*ОТРЫВОК ТЕКСТА*:

======

Нам остается только совершить еще один экзегетический акт, подражая в этом христианским и ренессансным неоплатоникам, переименовав античное божество или поименовав его в терминах христианской веры. Тем самым мы признаем, что, подобно тому, как родители Гомбриха обрели новую веру, обратившись в христианство, так и он сам сохранил ее, деликатно обращая вроде бы языческий и мифический материал в знание, достойное веры, которая, в свою очередь, достойна питать науку. Но мы опять забежали в наших рассуждениях и предвкушениях сильно вперед. Такого рода методологическая эсхатология, тем не менее, достойна подробного обоснования, чем мы и постараемся заняться.
Заметим, что Гомбрих не настаивает на буквальной реконструкции самой ситуации и обстоятельств создания картины, он только обращает внимание на единственно верифицируемый путь, то есть метод, такого рода штудий, где присутствует общая значимость двух типов текстов, предназначенных для конкретного лица и потому позволяющих себя реконструировать именно в качестве определенно выраженных намерений. Это те самые мотивации, которые всегда проявляются в том или ином действии, в данном случае – художественном. Наличие произведения искусства в этом случае – как раз свидетельство этих самых мотивов, установок и прочей, так сказать, предваряющей семантики. Произведение, таким образом, выступает в качестве документа, который следует уметь прочитывать под тем или иным углом, например «в свете неоплатонической образности».

======

*ЗАДАНИЯ*:
#1 В качестве чего, согласно отрывку о Гомбрихе, выступает произведение искусства?
#2 Переведите на английский предложение из отрывка о Гомбрихе: «Это те самые мотивации, которые всегда проявляются в том или ином действии, в данном случае – художественном».
#3 Напишите продолжение отрывка о методе Гомбриха, начиная сразу после его последнего предложения.

======

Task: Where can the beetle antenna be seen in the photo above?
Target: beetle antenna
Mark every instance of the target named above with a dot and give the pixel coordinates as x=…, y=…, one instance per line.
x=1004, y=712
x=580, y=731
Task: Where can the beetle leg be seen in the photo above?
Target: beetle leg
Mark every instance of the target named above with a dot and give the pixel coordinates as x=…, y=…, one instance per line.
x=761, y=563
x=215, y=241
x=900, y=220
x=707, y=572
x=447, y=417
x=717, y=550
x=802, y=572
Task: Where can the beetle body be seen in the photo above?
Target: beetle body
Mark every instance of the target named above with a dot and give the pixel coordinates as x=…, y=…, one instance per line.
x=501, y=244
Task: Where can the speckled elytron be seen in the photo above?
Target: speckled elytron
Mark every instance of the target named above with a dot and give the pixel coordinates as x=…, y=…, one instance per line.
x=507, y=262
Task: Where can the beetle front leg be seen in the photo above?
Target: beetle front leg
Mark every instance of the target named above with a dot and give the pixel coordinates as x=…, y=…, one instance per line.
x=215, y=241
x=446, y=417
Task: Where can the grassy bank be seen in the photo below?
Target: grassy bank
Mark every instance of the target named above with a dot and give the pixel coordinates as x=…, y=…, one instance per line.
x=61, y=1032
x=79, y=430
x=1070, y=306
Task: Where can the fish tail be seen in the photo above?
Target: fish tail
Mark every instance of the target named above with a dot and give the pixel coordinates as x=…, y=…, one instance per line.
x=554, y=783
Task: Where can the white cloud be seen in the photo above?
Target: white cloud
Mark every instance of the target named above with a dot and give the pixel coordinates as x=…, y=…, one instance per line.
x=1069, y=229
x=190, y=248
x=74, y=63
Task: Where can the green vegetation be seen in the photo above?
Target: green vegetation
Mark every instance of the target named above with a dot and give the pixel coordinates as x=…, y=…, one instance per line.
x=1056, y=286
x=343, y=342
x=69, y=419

======

*ОТВЕТЫ НА ЗАДАНИЯ*:
#1 В качестве документа, который следует уметь прочитывать под тем или иным углом.

#2 These are the very motivations that always manifest themselves in one action or another, in this case an artistic one.

#3
Это и есть ценностное значение, сугубо отличное от значения-референции. Оно не отсылает к некоторой реальности вне текста, а созывает собраться вместе и читателя, и зрителя, и автора текста, и автора картины, и подопечного флорентийских неоплатоников, и заочного последователя гамбургского культуролога. Их всех объединяет одно общее значение, значимость и общеобязательность которого обусловлена его актуальностью, то есть его способностью действовать на всю полноту человеческого естества: и чувствующего, и думающего, и желающего. А также действующего, что как раз методологически принципиально – морально, то есть не просто оценивающе, но предписывающе – на уровне поведения.
Попросту говоря, перед нами попытка заменить или сместить внимание с экстенсионала на интенсионал изображения, и делается это посредством восстановления, так сказать, первичного остенсивного акта смыслополагания, когда предполагаемому пользователю-адресату не просто указывают на то, что он должен смотреть и на что реагировать. Ему буквально указывают на его место внутри визуально-пространственного контекста, вернее сказать, риторически-дидактической среды-поля, которая не только подчиняет его или хотя бы модифицирует его опыт, но и является средой его обитания (это пространство его виллы).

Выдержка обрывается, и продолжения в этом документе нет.